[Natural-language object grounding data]
_ _ _ _
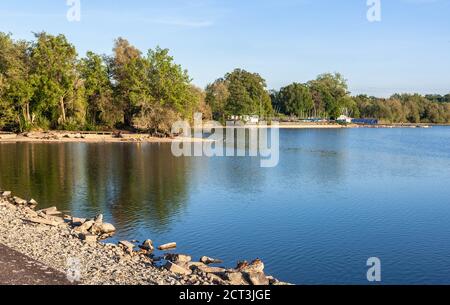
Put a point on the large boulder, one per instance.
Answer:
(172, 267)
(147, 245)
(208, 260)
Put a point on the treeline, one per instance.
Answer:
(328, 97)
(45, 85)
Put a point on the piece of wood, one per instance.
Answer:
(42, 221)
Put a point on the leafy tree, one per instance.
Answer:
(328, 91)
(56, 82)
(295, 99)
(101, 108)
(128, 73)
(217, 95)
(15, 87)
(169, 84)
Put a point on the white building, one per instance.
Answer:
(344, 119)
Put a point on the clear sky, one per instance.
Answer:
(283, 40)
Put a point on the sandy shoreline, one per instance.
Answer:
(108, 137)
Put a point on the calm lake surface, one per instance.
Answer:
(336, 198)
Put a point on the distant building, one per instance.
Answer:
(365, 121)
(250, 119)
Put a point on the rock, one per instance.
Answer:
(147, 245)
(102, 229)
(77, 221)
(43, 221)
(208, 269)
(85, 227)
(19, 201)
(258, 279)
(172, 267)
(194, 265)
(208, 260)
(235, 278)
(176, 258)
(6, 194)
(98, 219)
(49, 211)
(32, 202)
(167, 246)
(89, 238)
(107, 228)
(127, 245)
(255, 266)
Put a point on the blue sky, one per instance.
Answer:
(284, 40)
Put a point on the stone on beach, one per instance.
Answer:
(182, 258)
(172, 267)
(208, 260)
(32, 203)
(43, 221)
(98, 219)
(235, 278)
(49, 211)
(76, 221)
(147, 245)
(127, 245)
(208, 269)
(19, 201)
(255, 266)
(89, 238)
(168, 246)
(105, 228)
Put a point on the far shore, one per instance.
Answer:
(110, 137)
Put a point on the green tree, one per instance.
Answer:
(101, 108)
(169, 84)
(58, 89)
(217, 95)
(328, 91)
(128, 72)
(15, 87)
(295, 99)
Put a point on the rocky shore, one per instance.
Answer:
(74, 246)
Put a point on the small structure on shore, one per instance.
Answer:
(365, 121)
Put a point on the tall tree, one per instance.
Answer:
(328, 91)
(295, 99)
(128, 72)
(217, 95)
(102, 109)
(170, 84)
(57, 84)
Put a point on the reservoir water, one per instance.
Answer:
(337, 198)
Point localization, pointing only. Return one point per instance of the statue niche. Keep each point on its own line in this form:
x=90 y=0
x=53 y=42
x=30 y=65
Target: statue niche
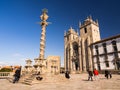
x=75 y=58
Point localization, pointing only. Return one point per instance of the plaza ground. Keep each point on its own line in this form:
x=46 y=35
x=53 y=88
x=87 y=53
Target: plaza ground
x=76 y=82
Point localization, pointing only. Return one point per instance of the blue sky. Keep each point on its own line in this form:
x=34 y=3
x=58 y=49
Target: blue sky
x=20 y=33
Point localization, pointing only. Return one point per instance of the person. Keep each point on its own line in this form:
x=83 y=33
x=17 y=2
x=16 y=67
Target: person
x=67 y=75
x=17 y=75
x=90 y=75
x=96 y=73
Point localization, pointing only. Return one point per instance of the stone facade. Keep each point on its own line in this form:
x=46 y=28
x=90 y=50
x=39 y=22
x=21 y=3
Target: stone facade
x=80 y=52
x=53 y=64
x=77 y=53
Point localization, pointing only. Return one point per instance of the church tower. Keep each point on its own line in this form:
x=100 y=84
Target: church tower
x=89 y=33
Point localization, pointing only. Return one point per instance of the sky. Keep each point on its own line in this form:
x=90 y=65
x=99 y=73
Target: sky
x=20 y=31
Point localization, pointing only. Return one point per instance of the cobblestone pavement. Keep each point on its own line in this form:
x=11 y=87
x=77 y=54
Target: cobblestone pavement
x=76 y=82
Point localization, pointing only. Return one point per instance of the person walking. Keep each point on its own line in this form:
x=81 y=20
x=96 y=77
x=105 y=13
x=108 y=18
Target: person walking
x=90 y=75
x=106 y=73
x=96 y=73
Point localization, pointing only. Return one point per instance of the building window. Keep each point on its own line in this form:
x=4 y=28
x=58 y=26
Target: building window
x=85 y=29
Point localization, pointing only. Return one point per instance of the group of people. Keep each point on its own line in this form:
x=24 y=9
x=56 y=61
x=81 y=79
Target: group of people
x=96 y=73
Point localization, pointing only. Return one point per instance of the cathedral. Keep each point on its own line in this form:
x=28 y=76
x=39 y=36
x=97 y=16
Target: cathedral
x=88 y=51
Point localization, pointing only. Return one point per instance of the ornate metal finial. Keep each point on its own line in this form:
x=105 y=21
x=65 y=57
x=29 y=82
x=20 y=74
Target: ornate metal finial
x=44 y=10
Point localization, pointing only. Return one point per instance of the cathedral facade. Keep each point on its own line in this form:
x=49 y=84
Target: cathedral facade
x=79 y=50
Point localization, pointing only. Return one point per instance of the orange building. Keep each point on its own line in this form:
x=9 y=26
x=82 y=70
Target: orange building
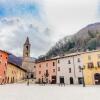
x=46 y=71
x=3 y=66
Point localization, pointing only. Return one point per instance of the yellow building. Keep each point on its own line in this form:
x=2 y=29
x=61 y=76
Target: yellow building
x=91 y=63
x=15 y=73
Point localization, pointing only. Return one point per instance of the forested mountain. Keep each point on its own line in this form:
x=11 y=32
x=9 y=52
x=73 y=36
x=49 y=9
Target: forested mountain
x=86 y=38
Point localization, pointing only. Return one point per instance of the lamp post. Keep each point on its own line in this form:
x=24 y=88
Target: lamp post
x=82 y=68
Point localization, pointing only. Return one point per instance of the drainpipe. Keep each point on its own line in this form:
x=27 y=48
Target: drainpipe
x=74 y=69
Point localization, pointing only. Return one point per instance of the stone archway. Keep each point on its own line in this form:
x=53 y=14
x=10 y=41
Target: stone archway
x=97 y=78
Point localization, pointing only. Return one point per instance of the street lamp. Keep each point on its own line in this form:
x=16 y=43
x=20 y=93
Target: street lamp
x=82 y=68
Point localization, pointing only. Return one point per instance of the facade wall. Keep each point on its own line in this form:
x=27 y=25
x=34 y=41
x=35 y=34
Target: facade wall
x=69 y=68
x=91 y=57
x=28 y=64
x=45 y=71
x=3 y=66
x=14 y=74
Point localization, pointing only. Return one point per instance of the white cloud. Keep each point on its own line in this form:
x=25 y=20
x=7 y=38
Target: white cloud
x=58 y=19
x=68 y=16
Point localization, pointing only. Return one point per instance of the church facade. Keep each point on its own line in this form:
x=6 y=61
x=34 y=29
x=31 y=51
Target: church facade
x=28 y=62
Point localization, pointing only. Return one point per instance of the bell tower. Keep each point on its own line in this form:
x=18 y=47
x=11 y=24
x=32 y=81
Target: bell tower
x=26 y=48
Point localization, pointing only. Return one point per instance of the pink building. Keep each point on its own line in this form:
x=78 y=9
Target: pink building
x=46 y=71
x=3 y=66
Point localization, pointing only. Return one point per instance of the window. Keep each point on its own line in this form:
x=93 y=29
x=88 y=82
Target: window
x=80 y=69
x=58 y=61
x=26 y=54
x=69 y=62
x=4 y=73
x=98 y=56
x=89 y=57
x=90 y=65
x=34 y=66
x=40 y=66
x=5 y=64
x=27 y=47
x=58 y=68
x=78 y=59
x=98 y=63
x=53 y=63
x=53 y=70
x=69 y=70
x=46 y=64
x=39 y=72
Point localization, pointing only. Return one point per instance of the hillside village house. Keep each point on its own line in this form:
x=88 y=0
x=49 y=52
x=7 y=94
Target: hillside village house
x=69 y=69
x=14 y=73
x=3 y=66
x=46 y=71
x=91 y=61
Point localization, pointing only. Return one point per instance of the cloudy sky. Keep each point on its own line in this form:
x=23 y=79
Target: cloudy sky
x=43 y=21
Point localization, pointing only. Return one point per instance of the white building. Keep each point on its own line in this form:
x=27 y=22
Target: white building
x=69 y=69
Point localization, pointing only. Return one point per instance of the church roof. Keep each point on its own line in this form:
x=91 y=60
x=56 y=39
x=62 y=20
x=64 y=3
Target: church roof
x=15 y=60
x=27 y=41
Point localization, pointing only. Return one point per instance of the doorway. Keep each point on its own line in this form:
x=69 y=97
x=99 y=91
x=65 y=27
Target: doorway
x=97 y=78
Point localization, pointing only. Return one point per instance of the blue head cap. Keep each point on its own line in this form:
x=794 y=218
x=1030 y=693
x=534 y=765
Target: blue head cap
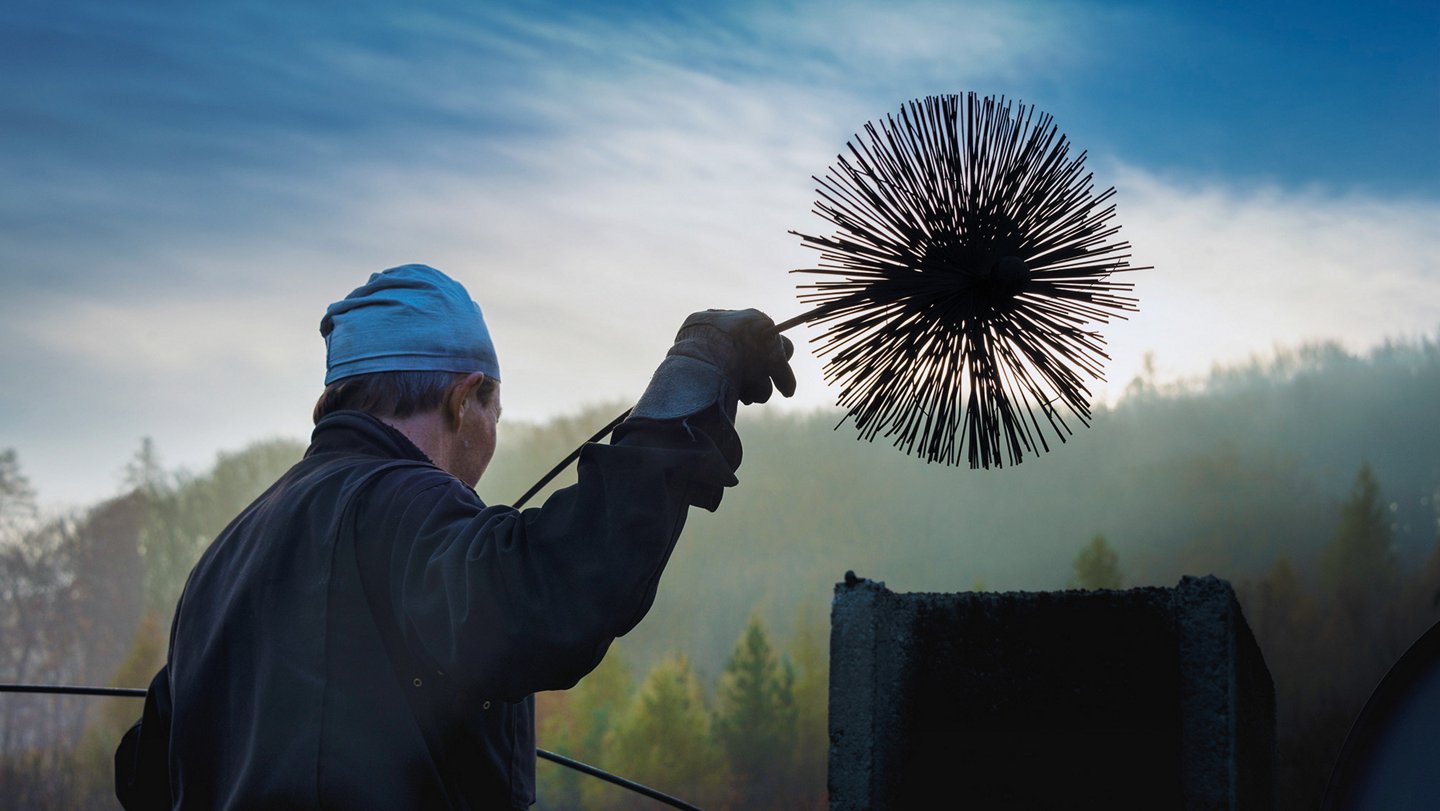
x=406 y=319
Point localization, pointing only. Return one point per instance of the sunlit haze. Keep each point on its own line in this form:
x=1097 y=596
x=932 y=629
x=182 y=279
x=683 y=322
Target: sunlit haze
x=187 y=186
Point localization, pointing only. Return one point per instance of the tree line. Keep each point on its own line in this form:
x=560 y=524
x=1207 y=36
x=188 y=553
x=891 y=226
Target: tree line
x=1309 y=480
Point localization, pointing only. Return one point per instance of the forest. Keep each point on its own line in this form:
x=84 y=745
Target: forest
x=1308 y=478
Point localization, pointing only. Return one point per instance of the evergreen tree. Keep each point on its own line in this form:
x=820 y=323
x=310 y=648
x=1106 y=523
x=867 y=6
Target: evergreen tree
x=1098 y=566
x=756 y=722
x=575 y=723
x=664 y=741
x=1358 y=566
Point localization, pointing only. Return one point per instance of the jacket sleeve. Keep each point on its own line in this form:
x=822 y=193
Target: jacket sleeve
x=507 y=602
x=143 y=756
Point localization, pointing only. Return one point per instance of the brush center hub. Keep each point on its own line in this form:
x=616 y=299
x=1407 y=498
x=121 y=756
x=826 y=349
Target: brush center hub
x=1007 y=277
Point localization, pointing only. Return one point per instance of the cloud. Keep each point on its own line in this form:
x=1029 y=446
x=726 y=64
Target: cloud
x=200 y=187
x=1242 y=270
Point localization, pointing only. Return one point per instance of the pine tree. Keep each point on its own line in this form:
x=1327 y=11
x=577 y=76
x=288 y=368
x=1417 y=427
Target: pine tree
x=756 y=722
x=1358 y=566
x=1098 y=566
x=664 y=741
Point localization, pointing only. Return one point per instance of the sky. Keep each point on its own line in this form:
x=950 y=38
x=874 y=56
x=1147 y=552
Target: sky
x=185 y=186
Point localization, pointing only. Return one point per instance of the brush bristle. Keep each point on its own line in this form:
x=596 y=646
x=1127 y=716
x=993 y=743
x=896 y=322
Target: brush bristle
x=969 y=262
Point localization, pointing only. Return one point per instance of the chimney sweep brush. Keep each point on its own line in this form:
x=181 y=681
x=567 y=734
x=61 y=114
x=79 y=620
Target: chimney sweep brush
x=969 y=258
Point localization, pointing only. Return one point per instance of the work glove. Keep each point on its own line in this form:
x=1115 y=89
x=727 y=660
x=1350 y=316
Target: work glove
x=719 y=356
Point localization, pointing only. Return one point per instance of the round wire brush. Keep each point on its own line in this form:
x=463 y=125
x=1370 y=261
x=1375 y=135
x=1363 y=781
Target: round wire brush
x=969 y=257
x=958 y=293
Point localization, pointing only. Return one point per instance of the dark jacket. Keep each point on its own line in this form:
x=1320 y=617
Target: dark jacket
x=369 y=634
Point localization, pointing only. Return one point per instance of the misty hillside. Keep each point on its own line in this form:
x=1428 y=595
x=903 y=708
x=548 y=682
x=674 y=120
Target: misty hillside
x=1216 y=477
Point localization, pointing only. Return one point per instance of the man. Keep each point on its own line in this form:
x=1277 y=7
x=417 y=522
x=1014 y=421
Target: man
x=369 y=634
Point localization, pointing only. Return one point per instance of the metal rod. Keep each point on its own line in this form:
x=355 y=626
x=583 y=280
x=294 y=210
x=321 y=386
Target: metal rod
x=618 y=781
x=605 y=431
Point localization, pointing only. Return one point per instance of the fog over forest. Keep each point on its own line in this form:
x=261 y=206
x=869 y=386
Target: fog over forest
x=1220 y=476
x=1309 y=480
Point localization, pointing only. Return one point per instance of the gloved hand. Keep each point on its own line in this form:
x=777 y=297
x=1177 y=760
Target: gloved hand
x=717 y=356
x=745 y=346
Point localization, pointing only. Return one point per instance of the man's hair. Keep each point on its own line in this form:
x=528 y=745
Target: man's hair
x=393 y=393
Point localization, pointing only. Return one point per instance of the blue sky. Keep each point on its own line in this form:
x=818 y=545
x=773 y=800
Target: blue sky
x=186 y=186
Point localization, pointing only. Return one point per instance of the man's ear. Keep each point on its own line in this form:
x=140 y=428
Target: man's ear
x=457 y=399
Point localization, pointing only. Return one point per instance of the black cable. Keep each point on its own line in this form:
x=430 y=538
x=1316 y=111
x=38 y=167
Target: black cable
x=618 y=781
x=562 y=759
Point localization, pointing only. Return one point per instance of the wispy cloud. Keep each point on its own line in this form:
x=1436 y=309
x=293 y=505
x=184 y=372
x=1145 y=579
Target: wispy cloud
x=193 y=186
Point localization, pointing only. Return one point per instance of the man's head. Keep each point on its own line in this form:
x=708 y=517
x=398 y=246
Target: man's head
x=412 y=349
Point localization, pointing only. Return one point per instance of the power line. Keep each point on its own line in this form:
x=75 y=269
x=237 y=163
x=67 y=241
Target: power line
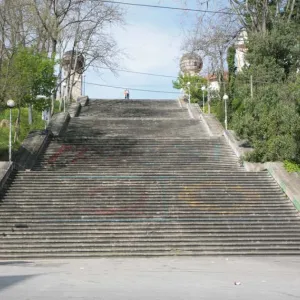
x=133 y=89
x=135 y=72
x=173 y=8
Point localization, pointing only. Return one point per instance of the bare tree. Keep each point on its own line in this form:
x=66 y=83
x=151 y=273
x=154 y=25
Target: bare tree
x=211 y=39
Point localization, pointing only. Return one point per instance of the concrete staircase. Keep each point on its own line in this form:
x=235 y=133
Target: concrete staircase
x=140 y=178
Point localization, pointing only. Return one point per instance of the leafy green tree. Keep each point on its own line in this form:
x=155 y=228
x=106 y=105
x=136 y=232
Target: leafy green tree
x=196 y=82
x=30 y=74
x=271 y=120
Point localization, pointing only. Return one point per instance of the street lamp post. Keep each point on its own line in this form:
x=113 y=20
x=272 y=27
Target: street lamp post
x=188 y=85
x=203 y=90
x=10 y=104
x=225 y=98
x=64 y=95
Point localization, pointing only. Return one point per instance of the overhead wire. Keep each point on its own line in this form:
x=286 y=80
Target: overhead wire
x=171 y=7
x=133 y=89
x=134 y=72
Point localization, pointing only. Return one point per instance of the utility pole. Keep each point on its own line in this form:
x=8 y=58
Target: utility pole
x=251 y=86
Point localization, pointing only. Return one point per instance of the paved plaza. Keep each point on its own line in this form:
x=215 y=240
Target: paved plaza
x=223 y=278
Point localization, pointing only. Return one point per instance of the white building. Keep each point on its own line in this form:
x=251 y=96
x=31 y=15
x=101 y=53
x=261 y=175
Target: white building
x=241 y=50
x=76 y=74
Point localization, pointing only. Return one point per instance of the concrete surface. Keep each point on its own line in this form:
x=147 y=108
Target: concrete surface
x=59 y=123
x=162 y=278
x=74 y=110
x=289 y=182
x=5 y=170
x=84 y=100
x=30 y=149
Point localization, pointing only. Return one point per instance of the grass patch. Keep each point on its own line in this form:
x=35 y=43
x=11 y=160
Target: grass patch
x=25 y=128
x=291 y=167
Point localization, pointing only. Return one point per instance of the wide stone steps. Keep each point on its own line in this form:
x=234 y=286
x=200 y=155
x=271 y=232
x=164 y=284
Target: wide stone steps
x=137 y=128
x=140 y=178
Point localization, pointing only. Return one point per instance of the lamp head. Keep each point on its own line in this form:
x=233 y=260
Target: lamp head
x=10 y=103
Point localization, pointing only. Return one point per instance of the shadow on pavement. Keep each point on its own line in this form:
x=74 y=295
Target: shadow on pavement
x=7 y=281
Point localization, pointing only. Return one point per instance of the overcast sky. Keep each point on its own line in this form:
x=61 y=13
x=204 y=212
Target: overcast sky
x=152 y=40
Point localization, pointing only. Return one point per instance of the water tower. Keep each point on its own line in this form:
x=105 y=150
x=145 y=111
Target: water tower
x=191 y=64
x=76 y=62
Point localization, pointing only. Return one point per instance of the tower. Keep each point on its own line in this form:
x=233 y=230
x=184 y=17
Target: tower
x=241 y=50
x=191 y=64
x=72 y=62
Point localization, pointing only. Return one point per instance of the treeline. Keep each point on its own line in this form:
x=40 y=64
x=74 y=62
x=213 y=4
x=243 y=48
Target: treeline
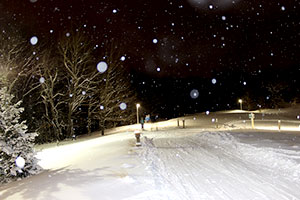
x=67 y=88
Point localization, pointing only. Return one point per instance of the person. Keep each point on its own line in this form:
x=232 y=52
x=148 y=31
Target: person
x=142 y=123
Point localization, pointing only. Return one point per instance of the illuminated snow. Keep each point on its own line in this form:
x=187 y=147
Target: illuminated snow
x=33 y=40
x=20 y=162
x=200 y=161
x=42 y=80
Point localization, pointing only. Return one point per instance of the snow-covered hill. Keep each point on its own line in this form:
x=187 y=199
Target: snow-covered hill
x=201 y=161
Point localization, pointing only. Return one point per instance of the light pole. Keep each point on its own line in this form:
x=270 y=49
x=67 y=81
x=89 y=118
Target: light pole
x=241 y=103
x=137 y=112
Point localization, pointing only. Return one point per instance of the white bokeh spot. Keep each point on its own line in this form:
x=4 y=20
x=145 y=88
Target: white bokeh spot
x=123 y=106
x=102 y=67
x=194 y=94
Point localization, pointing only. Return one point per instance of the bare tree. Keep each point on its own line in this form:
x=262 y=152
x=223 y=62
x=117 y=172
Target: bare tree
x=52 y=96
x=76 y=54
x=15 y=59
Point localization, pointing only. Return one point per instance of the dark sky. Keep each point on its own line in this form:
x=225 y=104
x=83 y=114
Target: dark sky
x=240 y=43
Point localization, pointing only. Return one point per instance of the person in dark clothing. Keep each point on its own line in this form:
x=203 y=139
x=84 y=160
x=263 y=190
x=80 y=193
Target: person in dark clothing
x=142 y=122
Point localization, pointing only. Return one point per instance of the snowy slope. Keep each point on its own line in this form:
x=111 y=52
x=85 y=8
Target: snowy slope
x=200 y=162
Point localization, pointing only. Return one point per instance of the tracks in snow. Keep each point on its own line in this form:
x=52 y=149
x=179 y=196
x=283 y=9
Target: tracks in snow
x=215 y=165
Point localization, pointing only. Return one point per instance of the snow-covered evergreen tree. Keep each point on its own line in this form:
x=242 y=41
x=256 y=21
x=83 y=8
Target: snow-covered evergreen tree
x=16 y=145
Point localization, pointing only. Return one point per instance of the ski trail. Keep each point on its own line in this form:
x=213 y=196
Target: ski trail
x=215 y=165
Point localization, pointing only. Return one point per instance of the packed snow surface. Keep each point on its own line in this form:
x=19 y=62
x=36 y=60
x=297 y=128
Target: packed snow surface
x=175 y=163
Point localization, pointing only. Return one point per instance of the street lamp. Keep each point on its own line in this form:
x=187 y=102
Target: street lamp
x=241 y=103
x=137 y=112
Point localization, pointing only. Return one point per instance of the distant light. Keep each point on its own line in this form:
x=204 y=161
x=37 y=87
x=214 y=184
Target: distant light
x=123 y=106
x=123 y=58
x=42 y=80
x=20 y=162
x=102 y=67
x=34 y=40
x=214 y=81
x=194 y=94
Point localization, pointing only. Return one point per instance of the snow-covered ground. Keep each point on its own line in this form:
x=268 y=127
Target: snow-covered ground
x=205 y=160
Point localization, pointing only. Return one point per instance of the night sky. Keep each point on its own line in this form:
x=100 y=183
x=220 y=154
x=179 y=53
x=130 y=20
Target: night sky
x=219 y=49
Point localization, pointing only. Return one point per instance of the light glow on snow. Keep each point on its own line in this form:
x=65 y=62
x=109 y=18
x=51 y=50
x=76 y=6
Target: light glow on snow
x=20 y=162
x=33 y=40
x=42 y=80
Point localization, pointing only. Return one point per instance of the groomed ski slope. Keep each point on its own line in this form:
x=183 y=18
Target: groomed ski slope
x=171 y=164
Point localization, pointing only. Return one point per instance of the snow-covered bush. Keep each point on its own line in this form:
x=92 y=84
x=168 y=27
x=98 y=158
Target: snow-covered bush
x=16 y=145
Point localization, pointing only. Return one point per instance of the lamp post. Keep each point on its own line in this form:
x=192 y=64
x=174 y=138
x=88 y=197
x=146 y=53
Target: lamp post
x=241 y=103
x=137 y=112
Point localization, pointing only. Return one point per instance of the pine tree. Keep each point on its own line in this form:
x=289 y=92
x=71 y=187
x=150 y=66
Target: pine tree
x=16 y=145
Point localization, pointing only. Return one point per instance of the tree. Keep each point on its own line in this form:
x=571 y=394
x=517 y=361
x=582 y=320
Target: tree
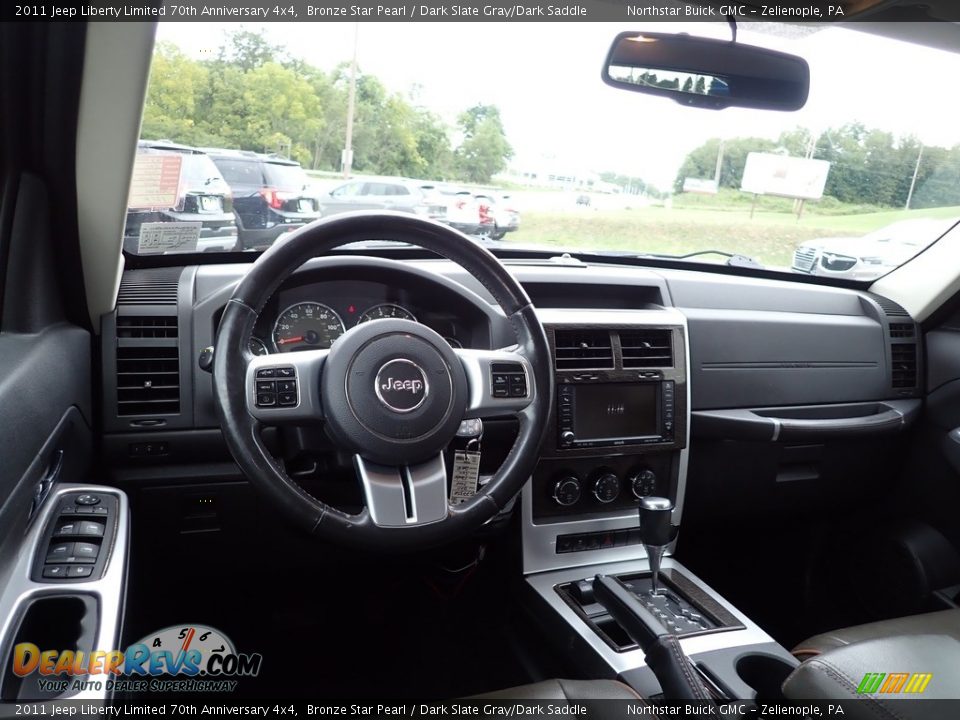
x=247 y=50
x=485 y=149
_ _ _ _
Repeat only what lies between the start of the data and the end of the line containing "Put a point on the stone", exactly, with pictures left out.

■ Answer to this task
Put a point on the large boulder, one per instance.
Answer:
(172, 267)
(147, 245)
(208, 260)
Put a point on the treeline, one per instance.
Answer:
(328, 97)
(45, 85)
Put a point on the piece of wood, one per instance.
Answer:
(42, 221)
Put a point on the leafy tree, one per instance.
Answer:
(328, 91)
(56, 82)
(295, 99)
(101, 108)
(128, 73)
(217, 95)
(15, 87)
(169, 84)
Put a point on the white building, one per instance.
Answer:
(344, 119)
Put a point on the clear sky, one per instance.
Answer:
(283, 40)
Put a point on the sandy shoreline, one per instance.
Answer:
(108, 137)
Put a point on the calm lake surface, one per instance.
Answer:
(336, 198)
Put a point on the distant building, one per instance.
Answer:
(365, 121)
(250, 119)
Put a point on the rock, one per instance.
Answer:
(147, 245)
(102, 229)
(77, 221)
(43, 221)
(208, 269)
(85, 227)
(19, 201)
(258, 279)
(172, 267)
(194, 265)
(208, 260)
(235, 278)
(176, 258)
(6, 194)
(98, 219)
(49, 211)
(32, 202)
(167, 246)
(89, 238)
(107, 228)
(127, 245)
(255, 266)
Put a point on the blue sky, one per instance.
Answer:
(284, 40)
Put a point on the stone on beach, one per instance.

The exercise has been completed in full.